*Records shown:*
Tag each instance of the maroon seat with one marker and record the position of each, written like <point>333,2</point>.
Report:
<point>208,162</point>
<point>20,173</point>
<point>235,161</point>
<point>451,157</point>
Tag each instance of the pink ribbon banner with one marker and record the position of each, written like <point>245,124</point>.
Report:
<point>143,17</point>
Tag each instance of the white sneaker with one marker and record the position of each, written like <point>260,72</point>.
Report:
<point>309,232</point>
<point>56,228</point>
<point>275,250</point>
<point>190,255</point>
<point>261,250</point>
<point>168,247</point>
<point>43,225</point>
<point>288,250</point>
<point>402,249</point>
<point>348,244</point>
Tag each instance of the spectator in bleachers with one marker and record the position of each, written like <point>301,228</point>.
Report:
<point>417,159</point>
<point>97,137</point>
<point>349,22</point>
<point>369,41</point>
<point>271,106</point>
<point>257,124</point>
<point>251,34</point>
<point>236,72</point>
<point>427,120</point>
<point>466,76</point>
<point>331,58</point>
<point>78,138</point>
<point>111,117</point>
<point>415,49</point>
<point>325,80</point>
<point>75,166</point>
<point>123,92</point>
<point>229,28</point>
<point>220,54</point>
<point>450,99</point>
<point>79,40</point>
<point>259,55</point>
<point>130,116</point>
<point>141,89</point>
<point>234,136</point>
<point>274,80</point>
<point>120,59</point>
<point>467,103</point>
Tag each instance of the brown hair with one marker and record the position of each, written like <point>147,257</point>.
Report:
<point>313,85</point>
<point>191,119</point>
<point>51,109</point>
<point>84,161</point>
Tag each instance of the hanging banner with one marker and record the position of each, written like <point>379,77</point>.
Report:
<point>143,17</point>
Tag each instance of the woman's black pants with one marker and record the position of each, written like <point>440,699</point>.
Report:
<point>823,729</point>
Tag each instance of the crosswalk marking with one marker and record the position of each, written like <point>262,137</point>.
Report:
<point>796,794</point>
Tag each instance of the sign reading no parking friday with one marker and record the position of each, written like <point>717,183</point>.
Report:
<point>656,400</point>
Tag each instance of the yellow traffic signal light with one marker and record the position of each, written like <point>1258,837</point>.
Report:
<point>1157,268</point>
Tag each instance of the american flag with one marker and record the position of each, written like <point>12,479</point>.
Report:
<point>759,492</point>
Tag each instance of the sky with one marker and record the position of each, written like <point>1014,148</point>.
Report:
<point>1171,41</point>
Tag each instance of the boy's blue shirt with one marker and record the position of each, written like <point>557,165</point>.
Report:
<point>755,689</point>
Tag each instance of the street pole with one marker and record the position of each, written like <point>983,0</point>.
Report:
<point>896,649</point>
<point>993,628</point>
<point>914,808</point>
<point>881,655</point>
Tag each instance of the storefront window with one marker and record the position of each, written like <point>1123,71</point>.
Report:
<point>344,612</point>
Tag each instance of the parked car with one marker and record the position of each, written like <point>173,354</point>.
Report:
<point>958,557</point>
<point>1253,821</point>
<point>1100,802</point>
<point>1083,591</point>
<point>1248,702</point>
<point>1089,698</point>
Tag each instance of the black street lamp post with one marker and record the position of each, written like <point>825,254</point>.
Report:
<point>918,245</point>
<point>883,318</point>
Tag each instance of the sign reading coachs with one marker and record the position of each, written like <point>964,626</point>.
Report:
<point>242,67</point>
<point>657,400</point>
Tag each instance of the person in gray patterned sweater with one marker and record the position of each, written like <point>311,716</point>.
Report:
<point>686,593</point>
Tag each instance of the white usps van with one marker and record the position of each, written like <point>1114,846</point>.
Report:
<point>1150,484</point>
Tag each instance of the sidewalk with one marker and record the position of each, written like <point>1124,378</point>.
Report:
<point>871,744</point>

*Directions:*
Output the entire listing above again, line for line, with no changes.

*The completed task:*
Tag each instance of the maroon seat with one marker and record the position of each, written like <point>333,2</point>.
Report:
<point>208,162</point>
<point>20,173</point>
<point>235,161</point>
<point>451,157</point>
Tag each instance of the pink ribbon banner with one marker and record the position of each, written like <point>245,124</point>.
Report:
<point>143,17</point>
Tag each instance of the white sneaker with one marker and record the position of each, written like <point>260,72</point>.
Report:
<point>309,232</point>
<point>56,228</point>
<point>275,250</point>
<point>190,255</point>
<point>261,250</point>
<point>168,247</point>
<point>43,225</point>
<point>288,250</point>
<point>402,249</point>
<point>348,244</point>
Tag each instance of the spectator in bleachers with one marker and record the position of each, written like <point>301,228</point>.
Report:
<point>417,159</point>
<point>97,137</point>
<point>349,22</point>
<point>369,41</point>
<point>271,106</point>
<point>257,124</point>
<point>251,34</point>
<point>236,72</point>
<point>427,120</point>
<point>466,76</point>
<point>331,58</point>
<point>78,138</point>
<point>111,117</point>
<point>415,49</point>
<point>325,80</point>
<point>75,166</point>
<point>123,92</point>
<point>229,28</point>
<point>220,54</point>
<point>450,99</point>
<point>79,40</point>
<point>259,55</point>
<point>130,116</point>
<point>141,89</point>
<point>234,136</point>
<point>274,80</point>
<point>120,59</point>
<point>467,103</point>
Tag each instance of the brown hair with one marker and record the position of each, written like <point>147,257</point>.
Report:
<point>313,85</point>
<point>191,119</point>
<point>51,109</point>
<point>84,161</point>
Tag each instance of the hanging banner with one marker and record the position of each, written like <point>379,77</point>.
Report:
<point>143,17</point>
Tag each instance of the woman's black pants with one marker and record the position of each, written like <point>440,699</point>.
Report:
<point>823,729</point>
Tag each instance of the crosswalk marking with one marker and record the position of each, written like <point>262,137</point>.
Report:
<point>796,794</point>
Tag each instance of the sign reading no parking friday with one marker and record the position of each, written like <point>717,183</point>.
Report:
<point>656,400</point>
Tag each instance of the yellow traffic signal light with one marker and record the position of each, written like <point>1258,837</point>.
Report:
<point>1157,268</point>
Tag each instance of the american flag with one marker and record the position of each, written like <point>12,479</point>.
Report:
<point>759,492</point>
Tag each instance of the sky with one marker and record the position of each, written like <point>1014,148</point>.
Report:
<point>1171,41</point>
Tag each instance of the boy's blue shirt with one marker and record the position of each, written like <point>557,165</point>.
Report:
<point>755,689</point>
Tag each instance of the street pole with one marker and record the position of each, written like <point>983,0</point>.
Report:
<point>896,649</point>
<point>993,628</point>
<point>914,808</point>
<point>881,655</point>
Tag each instance of the storefront window with one marker and record the position of each, written like <point>1123,71</point>.
Report:
<point>344,612</point>
Tag each instance of the parked car with one marker and record the position of each, written like <point>173,354</point>.
Report:
<point>958,557</point>
<point>1253,821</point>
<point>1100,802</point>
<point>1083,591</point>
<point>1248,702</point>
<point>1089,698</point>
Tag each instance of the black street lamp post with one marker and record the position of each, written like <point>825,254</point>.
Report:
<point>918,245</point>
<point>883,318</point>
Tag each instance of the sign reading coachs with one marker and record the position of each, written like <point>964,626</point>.
Report:
<point>242,67</point>
<point>657,400</point>
Tag each instance of the person in gray patterned sweater with one marker and record the position of each, written like <point>311,716</point>.
Report:
<point>686,593</point>
Tag each instance of the white usps van with one marker and record the position of each, written like <point>1114,846</point>.
Report:
<point>1150,484</point>
Tag each instance of the sidewalk with one marker and record the position of each, written like <point>1124,378</point>.
Report:
<point>871,744</point>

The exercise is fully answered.